__GIVEN EXERCISE__: Write out the records below word for word, from their first line through the line that contains "<point>846,660</point>", both included, and nothing else.

Records from a data collection:

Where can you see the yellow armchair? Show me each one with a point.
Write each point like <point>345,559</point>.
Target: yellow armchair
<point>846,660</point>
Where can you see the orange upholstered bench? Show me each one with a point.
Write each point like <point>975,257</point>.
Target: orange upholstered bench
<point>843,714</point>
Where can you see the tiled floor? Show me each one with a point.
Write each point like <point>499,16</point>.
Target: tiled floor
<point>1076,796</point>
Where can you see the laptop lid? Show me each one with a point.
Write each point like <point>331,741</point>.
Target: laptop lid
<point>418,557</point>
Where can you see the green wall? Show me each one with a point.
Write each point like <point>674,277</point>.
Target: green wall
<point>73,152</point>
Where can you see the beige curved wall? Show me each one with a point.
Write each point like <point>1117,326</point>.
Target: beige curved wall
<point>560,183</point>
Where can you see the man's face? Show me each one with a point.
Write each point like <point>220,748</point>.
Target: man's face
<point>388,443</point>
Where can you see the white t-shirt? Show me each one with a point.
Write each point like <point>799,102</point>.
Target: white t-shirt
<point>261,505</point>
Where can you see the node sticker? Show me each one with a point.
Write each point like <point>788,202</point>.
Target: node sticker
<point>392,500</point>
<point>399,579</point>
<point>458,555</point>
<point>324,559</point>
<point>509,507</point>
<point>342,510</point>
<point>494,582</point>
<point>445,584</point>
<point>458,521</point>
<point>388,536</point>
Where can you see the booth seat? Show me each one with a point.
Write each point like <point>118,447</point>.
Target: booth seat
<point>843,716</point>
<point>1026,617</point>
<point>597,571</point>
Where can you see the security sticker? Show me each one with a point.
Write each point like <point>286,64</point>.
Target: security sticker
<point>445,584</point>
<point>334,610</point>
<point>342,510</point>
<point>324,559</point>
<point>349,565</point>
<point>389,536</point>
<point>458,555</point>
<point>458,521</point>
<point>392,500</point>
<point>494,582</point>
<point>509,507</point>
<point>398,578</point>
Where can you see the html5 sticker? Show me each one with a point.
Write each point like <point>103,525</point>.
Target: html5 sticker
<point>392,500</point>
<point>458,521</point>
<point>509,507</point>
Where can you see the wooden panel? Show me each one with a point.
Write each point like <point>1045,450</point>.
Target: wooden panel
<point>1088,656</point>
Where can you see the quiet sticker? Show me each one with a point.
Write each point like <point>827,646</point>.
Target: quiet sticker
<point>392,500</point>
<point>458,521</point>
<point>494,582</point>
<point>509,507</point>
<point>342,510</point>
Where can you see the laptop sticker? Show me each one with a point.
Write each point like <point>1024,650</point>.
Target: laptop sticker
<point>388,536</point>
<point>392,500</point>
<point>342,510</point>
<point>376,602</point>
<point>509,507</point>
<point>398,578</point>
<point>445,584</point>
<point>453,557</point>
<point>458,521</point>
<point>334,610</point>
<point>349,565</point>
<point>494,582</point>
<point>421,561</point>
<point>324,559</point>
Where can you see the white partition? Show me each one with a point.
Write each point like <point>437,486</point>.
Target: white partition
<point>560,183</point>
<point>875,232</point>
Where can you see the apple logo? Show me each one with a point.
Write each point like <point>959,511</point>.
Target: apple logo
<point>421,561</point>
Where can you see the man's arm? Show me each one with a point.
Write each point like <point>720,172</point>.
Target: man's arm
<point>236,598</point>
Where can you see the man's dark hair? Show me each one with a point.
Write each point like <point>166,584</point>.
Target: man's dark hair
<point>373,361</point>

__SOLUTION FOR THIS EXERCISE__:
Where can you see the yellow armchair? Show me each one with a point.
Write each point like <point>345,559</point>.
Target: yellow armchair
<point>846,660</point>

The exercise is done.